= EXERCISE OBJECTIVE =
Without omitting anything, copy the data exactly.

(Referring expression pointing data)
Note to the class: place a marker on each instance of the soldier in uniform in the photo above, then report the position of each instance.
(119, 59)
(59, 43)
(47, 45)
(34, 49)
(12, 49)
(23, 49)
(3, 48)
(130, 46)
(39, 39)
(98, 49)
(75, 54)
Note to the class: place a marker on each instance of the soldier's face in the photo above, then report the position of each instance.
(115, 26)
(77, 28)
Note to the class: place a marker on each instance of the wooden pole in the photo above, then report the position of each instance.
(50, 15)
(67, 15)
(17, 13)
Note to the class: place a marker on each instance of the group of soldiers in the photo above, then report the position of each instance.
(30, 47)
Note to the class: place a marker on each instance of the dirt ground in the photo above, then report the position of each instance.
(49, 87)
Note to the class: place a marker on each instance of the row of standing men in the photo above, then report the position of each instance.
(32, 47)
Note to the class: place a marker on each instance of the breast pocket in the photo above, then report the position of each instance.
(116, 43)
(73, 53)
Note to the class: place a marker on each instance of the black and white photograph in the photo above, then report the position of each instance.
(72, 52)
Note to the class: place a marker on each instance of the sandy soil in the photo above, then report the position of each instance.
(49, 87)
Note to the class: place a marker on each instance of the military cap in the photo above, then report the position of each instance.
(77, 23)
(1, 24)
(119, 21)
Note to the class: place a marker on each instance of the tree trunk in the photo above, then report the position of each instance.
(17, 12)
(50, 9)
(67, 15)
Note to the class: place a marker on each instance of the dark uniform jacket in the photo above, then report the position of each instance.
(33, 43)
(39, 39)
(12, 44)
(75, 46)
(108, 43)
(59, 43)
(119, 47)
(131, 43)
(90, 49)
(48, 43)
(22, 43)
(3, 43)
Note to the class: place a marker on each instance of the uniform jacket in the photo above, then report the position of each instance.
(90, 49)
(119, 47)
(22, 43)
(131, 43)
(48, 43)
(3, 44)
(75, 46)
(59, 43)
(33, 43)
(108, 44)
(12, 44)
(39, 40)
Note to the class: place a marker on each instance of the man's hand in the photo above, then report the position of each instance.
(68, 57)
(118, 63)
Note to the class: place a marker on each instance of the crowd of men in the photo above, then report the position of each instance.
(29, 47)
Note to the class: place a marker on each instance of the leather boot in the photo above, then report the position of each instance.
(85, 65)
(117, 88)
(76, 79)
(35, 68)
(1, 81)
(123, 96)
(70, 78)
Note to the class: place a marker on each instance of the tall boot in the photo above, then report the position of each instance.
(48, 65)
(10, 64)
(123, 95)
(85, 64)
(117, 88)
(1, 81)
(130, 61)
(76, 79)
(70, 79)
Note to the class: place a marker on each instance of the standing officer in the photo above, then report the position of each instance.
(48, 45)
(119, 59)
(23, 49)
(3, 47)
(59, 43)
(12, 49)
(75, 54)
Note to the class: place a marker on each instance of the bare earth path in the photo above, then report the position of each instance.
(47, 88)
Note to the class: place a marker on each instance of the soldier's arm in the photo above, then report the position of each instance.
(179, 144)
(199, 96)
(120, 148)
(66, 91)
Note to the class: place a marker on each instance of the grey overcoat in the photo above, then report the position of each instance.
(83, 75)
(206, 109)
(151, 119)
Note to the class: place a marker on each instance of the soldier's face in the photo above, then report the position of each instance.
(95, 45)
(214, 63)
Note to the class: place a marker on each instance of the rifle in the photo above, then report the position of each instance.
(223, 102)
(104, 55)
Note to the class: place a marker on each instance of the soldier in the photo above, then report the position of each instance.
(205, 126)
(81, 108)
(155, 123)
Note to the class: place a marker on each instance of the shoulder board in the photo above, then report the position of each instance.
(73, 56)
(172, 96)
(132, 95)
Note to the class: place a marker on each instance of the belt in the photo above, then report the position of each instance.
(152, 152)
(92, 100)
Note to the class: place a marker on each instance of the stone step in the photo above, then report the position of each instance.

= PROBLEM SOLUTION =
Note to the class: place a marker on each instance of the soldier in uniform in the photo above, then report the position of each instance.
(119, 59)
(59, 43)
(47, 45)
(34, 49)
(12, 49)
(23, 49)
(3, 48)
(130, 46)
(39, 39)
(98, 49)
(75, 54)
Note to the class: place a marker on each instance of the soldier's face in the photo above, then report the position of each instance.
(115, 26)
(77, 28)
Note to the class: place a marker on each instance of the wooden pole in the photo above, then report the position of each instance.
(50, 15)
(67, 15)
(17, 13)
Note to the class: place a marker on each instance of the group of soldiers in the photo above, then report the position of each instance.
(30, 47)
Note to the class: place a marker on each instance of the dirt ground in the photo above, then report the position of each instance.
(49, 87)
Note to the class: place a marker on each instance of the row of standing men in the photo above, then report the position of each instance.
(32, 47)
Note to the class: place a marker on each instance of the breast pocket in the photo above, then report the position of each instance.
(116, 43)
(73, 53)
Note to the class: place a marker on each instance of the black and white photograph in the photo above, then report the position of each instance.
(72, 52)
Note to the class: place a marker on each instance of the sandy soil in the photo above, then report the position of each instance.
(49, 87)
Note to the class: place a marker on each instance of the military cap in the photo above, then report the position of each instance.
(77, 23)
(1, 24)
(119, 21)
Note to the class: place a marker on each instance of the tree trunk in the photo above, then report the position of each instance.
(17, 12)
(50, 9)
(67, 15)
Note to the class: place a marker on each instance of the dark uniform jacket in the photo above, then report the position of each instance.
(33, 43)
(39, 39)
(12, 44)
(75, 46)
(108, 43)
(59, 43)
(119, 47)
(131, 43)
(90, 49)
(48, 43)
(22, 43)
(3, 43)
Note to the class: place a marker on each instance of the uniform jacket in the photo above, then report the position of each instance.
(90, 49)
(119, 47)
(22, 43)
(131, 43)
(48, 43)
(3, 44)
(75, 46)
(59, 43)
(33, 43)
(108, 44)
(12, 44)
(39, 40)
Note to the class: place a marker on each instance of the man's hand in the photo above, then report the position of each instance.
(68, 57)
(118, 63)
Note to the class: place a marker on each instance of the crowd of men in the photo above, then report the position of each instance.
(29, 47)
Note to the class: place a marker on each instance of the leather boot in the photo above, then report the position of each instance.
(85, 65)
(117, 88)
(76, 79)
(35, 68)
(1, 81)
(123, 96)
(70, 78)
Note to the class: place a marker on each instance of the tall boot in the photo above, then report the position of each instance.
(48, 65)
(10, 64)
(123, 95)
(85, 64)
(117, 88)
(1, 81)
(130, 61)
(76, 79)
(70, 79)
Note to the class: place a marker on each instance of the standing officer in the photo above, then report the position of each instance.
(48, 45)
(119, 59)
(23, 49)
(3, 47)
(59, 43)
(12, 49)
(75, 54)
Note to the class: place a marker on each instance of the bare earth path in the photo above, then report the position of each instance.
(47, 88)
Note to the class: place a marker on each instance of the soldier's arm in the photo above, then report the position of each instance.
(179, 144)
(199, 96)
(120, 148)
(66, 91)
Note to the class: place a marker on each instance of the grey overcoat in the photo above, then report the position of each instance.
(83, 75)
(206, 109)
(151, 119)
Note to the class: place a marker on each instance of the soldier's face in the photo above, then report the position of each instance.
(95, 45)
(214, 63)
Note to the class: place a marker on each instance of the rifle in the photo above, then report the position of each instance.
(223, 102)
(104, 55)
Note to the class: place a marker on each instance of the soldier in the photo above, then report the position of each instance.
(205, 126)
(81, 108)
(155, 123)
Note to the class: place a marker on each instance of the shoulder board in the photo above, then report the position of each instance.
(73, 56)
(172, 96)
(132, 95)
Note to the class: place a marker on each instance of the belt in the photo above, then report the position of each instance.
(152, 152)
(92, 100)
Note to the class: place a marker on each instance of the stone step in the photo above, then report the position of each instance.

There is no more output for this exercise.